> Activity
Copy every line of the records exactly, without including the images.
** Provided material follows **
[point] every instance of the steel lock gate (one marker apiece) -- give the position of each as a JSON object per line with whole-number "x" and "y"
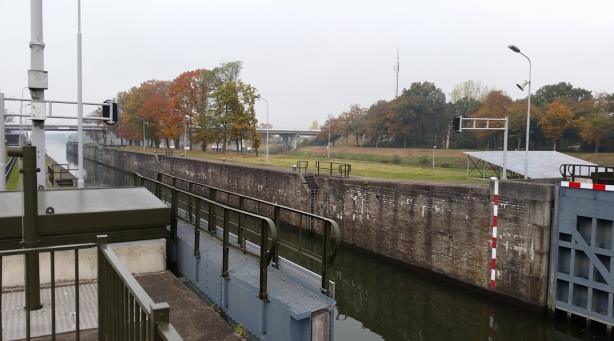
{"x": 582, "y": 252}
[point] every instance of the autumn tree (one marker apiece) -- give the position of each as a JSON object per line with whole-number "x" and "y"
{"x": 557, "y": 117}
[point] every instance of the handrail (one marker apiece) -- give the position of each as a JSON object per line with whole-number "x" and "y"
{"x": 267, "y": 226}
{"x": 344, "y": 169}
{"x": 330, "y": 231}
{"x": 574, "y": 171}
{"x": 125, "y": 310}
{"x": 129, "y": 313}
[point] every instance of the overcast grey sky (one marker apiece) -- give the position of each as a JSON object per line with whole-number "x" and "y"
{"x": 313, "y": 58}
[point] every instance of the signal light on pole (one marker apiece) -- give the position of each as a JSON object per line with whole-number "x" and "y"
{"x": 110, "y": 112}
{"x": 456, "y": 124}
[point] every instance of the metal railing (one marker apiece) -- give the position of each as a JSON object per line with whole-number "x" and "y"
{"x": 60, "y": 173}
{"x": 198, "y": 209}
{"x": 302, "y": 166}
{"x": 331, "y": 234}
{"x": 334, "y": 168}
{"x": 597, "y": 173}
{"x": 128, "y": 313}
{"x": 9, "y": 167}
{"x": 119, "y": 294}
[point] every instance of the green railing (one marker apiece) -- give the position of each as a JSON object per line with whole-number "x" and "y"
{"x": 292, "y": 242}
{"x": 128, "y": 313}
{"x": 125, "y": 310}
{"x": 205, "y": 209}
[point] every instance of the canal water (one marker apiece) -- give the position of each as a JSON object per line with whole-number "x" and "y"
{"x": 381, "y": 300}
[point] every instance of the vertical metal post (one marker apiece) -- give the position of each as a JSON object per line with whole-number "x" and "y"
{"x": 225, "y": 247}
{"x": 80, "y": 180}
{"x": 325, "y": 239}
{"x": 174, "y": 209}
{"x": 240, "y": 234}
{"x": 159, "y": 314}
{"x": 30, "y": 221}
{"x": 505, "y": 132}
{"x": 2, "y": 146}
{"x": 197, "y": 230}
{"x": 277, "y": 219}
{"x": 189, "y": 202}
{"x": 36, "y": 76}
{"x": 264, "y": 238}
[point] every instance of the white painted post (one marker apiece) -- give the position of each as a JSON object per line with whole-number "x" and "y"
{"x": 80, "y": 172}
{"x": 2, "y": 145}
{"x": 37, "y": 90}
{"x": 493, "y": 245}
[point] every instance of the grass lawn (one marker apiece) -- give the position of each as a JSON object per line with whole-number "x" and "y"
{"x": 359, "y": 168}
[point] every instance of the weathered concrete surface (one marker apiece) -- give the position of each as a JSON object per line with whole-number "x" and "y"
{"x": 139, "y": 257}
{"x": 442, "y": 228}
{"x": 191, "y": 317}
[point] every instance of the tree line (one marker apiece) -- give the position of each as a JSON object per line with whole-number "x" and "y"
{"x": 563, "y": 117}
{"x": 215, "y": 106}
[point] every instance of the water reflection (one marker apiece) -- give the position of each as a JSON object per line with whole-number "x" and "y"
{"x": 379, "y": 300}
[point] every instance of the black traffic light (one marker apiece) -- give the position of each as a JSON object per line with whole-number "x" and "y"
{"x": 456, "y": 124}
{"x": 110, "y": 111}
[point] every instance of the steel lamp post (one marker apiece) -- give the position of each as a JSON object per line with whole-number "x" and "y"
{"x": 521, "y": 87}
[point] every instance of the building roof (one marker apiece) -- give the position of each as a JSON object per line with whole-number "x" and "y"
{"x": 542, "y": 164}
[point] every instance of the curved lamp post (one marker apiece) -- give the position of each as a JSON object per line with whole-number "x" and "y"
{"x": 521, "y": 87}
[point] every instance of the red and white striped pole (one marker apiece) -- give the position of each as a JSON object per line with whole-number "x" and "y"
{"x": 493, "y": 246}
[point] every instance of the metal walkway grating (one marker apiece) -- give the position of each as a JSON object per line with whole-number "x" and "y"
{"x": 14, "y": 316}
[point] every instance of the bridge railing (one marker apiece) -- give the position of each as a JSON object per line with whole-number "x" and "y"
{"x": 317, "y": 255}
{"x": 197, "y": 210}
{"x": 125, "y": 310}
{"x": 334, "y": 168}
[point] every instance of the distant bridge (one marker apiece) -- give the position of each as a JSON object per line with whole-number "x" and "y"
{"x": 94, "y": 127}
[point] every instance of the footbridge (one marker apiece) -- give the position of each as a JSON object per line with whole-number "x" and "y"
{"x": 265, "y": 265}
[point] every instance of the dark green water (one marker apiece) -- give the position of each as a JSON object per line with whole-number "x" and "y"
{"x": 379, "y": 300}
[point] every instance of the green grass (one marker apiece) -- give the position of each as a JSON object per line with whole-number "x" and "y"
{"x": 361, "y": 168}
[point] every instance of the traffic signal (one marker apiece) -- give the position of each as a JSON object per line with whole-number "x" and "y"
{"x": 456, "y": 124}
{"x": 110, "y": 111}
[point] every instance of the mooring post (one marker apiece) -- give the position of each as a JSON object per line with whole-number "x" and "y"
{"x": 29, "y": 223}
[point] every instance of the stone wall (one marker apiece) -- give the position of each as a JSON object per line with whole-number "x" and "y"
{"x": 438, "y": 227}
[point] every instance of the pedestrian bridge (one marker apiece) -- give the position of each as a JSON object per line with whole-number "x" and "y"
{"x": 238, "y": 253}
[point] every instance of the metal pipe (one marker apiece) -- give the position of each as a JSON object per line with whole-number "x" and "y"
{"x": 80, "y": 172}
{"x": 2, "y": 145}
{"x": 29, "y": 222}
{"x": 505, "y": 132}
{"x": 37, "y": 64}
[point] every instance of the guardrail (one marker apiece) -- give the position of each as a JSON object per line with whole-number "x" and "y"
{"x": 197, "y": 207}
{"x": 128, "y": 313}
{"x": 331, "y": 234}
{"x": 302, "y": 166}
{"x": 343, "y": 169}
{"x": 597, "y": 173}
{"x": 119, "y": 294}
{"x": 9, "y": 167}
{"x": 60, "y": 173}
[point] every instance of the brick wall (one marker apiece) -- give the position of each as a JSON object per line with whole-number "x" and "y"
{"x": 439, "y": 227}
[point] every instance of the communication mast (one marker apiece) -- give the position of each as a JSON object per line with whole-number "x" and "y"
{"x": 396, "y": 69}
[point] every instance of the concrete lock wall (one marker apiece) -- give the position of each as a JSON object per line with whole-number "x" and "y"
{"x": 442, "y": 228}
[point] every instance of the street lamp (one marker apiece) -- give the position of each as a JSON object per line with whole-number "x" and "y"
{"x": 267, "y": 127}
{"x": 521, "y": 87}
{"x": 142, "y": 119}
{"x": 21, "y": 118}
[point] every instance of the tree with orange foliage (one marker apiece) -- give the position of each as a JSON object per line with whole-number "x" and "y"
{"x": 496, "y": 105}
{"x": 556, "y": 119}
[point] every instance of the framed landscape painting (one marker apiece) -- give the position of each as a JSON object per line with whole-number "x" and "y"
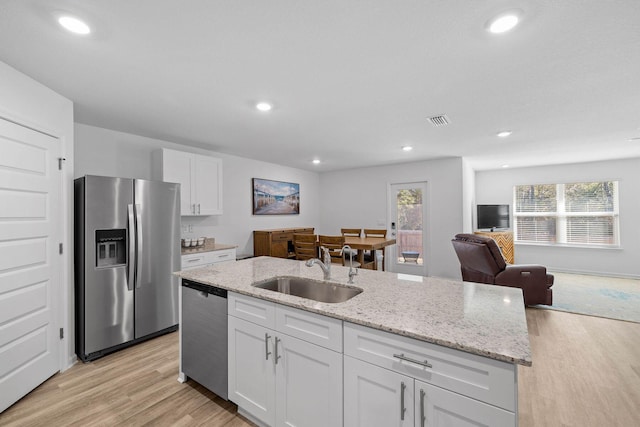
** End of Provided material **
> Task output
[point] every instance of the steel lock gate (one marker apiece) -- give the position of each as a JSON object per line with whole-number "x" and "y"
{"x": 582, "y": 252}
[point] every instance of the autumn tree (one marker apiece) -- give the position of each as a JSON object per line with whole-number "x" and "y"
{"x": 557, "y": 117}
[point] every instance of the handrail (one marker apiece) -- give the position of each as a JSON object per line with whole-number "x" and "y"
{"x": 267, "y": 226}
{"x": 344, "y": 169}
{"x": 330, "y": 231}
{"x": 574, "y": 171}
{"x": 125, "y": 310}
{"x": 129, "y": 313}
[point] every instance of the overcast grey sky (one marker apiece) -- give the position of each as a JSON object per line with whole-number "x" and "y"
{"x": 313, "y": 58}
[point] every instance of the signal light on pole (one marker apiece) -- give the position of each as a JSON object per line with whole-number "x" and "y"
{"x": 110, "y": 112}
{"x": 456, "y": 124}
[point] every instance of the metal railing (one marker apiece) -- give the position of each as a JSON object per line with whole-number "x" and "y"
{"x": 60, "y": 173}
{"x": 198, "y": 209}
{"x": 302, "y": 166}
{"x": 331, "y": 234}
{"x": 334, "y": 168}
{"x": 597, "y": 173}
{"x": 128, "y": 313}
{"x": 9, "y": 167}
{"x": 119, "y": 294}
[point] every instance of the green railing (one marker apiece) -- give the position of each as a JSON object per line with whole-number "x" and "y"
{"x": 292, "y": 242}
{"x": 128, "y": 313}
{"x": 125, "y": 310}
{"x": 205, "y": 209}
[point] every instance of the canal water (one marker apiece) -- give the position of each as a JSON object per line with whole-number "x" and "y"
{"x": 381, "y": 300}
[point] every instance of the vertical metal post (one marker apiece) -- give the position of each as a JSON object per line with whole-number "x" and "y"
{"x": 225, "y": 247}
{"x": 80, "y": 180}
{"x": 325, "y": 239}
{"x": 174, "y": 209}
{"x": 240, "y": 234}
{"x": 159, "y": 314}
{"x": 30, "y": 221}
{"x": 505, "y": 132}
{"x": 2, "y": 146}
{"x": 197, "y": 230}
{"x": 277, "y": 219}
{"x": 189, "y": 202}
{"x": 36, "y": 76}
{"x": 264, "y": 238}
[point] every instance of the white painted post (one marker apiece) -- give the position of each as a JSON object per line with whole-number "x" and "y"
{"x": 80, "y": 172}
{"x": 2, "y": 145}
{"x": 37, "y": 90}
{"x": 493, "y": 245}
[point] every instance of the grass lawn (one marker apiece) -- give the position of each as a JSON object per line with whole-number "x" and "y"
{"x": 359, "y": 168}
[point] every instance of the weathered concrete surface (one marker apiece) -- give the position of each as a JSON object per line with whole-number "x" and "y"
{"x": 139, "y": 257}
{"x": 442, "y": 228}
{"x": 191, "y": 317}
[point] every instance of the tree line (one marker apiece) -- give the position of each as a JSON object per line with whole-number "x" and "y"
{"x": 563, "y": 117}
{"x": 215, "y": 106}
[point] every instance of the water reflection (one marker apiece) -- give the position of each as a JSON object per line with whole-number "x" and "y"
{"x": 379, "y": 300}
[point] every instance of the black traffic light (one marker apiece) -- give the position of each as a JSON object per line with whole-number "x" and "y"
{"x": 456, "y": 124}
{"x": 110, "y": 111}
[point] every instance of the steel lamp post (one marker apiece) -- give the position of each as a JSON object per line with whole-number "x" and "y"
{"x": 521, "y": 87}
[point] every instance of the building roof (one marker apiece) -- give the position of each as a JSON object per line with whole-number "x" and "y"
{"x": 542, "y": 164}
[point] every instance of the curved lamp post (one marker apiece) -- give the position of each as a JSON object per line with whole-number "x" and "y"
{"x": 521, "y": 87}
[point] every instance of the red and white striped pole (one marker apiece) -- give the position of each as a JSON object per line with whole-number "x" and "y"
{"x": 493, "y": 246}
[point] every instance of the metal walkway grating (one marker apiece) -- give the position of each as a JSON object per line with whole-number "x" and "y"
{"x": 14, "y": 316}
[point] every instance of the bridge railing (one marker apiece) -- give the position of each as a JSON object per line with whole-number "x" and "y"
{"x": 317, "y": 255}
{"x": 197, "y": 210}
{"x": 125, "y": 310}
{"x": 334, "y": 168}
[point] every instance of the distant bridge (one marker apiece) -- give the position of each as a JSON object per line with whole-number "x" and "y"
{"x": 94, "y": 127}
[point] every instance of the footbridge (one marker apiece) -- give the position of each as a JSON object per line with whole-number "x" and "y"
{"x": 265, "y": 265}
[point] every instance of the dark green water (one marker apiece) -- give the position of each as a JSON object per line with whole-number "x" and "y"
{"x": 379, "y": 300}
[point] every instance of the green grass (one marker apiece) -- give the position of each as a JSON object per line with whole-number "x" and "y"
{"x": 361, "y": 168}
[point] every instance of the traffic signal (one marker apiece) -- give the position of each as a JSON object per line with whole-number "x" and "y"
{"x": 456, "y": 124}
{"x": 110, "y": 111}
[point] every instance of the mooring post (one marker apiece) -- give the position of each as a JSON object per line with whole-number "x" and "y"
{"x": 29, "y": 223}
[point] every instance of the stone wall (one marker apiece) -- give the position of each as a JSON object per line with whole-number "x" and "y"
{"x": 438, "y": 227}
[point] every instance of the pedestrian bridge (one marker apiece) -- give the position of each as a JSON object per line with whole-number "x" and "y"
{"x": 238, "y": 253}
[point] every instance of the metal pipe (one marker apiece) -- give the position of each as a JSON object per line with whole-number "x" and "y"
{"x": 80, "y": 172}
{"x": 2, "y": 145}
{"x": 29, "y": 222}
{"x": 505, "y": 132}
{"x": 37, "y": 64}
[point] every instance of the guardrail (one marker apiece) -- give the position of each as a JSON object per line with whole-number "x" and "y"
{"x": 197, "y": 207}
{"x": 128, "y": 313}
{"x": 331, "y": 234}
{"x": 302, "y": 166}
{"x": 343, "y": 169}
{"x": 597, "y": 173}
{"x": 119, "y": 294}
{"x": 9, "y": 167}
{"x": 60, "y": 173}
[point] every instance of the brick wall (one marker apiece) -- give the position of each as a JSON object per line with whole-number "x" and "y"
{"x": 439, "y": 227}
[point] every instance of the communication mast (one marker apiece) -- give the position of each as a JSON object per line with whole-number "x" and "y"
{"x": 396, "y": 69}
[point] every instance of the concrete lock wall (one marker apiece) -- give the position of each as a JSON object per line with whole-number "x" and "y"
{"x": 442, "y": 228}
[point] every instance of the street lamp (one marker apiece) -- give the position of each as a JSON object per line with whole-number "x" and "y"
{"x": 267, "y": 127}
{"x": 521, "y": 87}
{"x": 142, "y": 119}
{"x": 21, "y": 118}
[point] every instance of the tree with orange foliage (one marker apiece) -- give the position of each as a JSON object per line with whole-number "x" and "y"
{"x": 496, "y": 105}
{"x": 556, "y": 119}
[point] every instance of the framed landscape painting (one marker apiece) -- give the position of each as a JSON object per line with whole-number "x" and "y"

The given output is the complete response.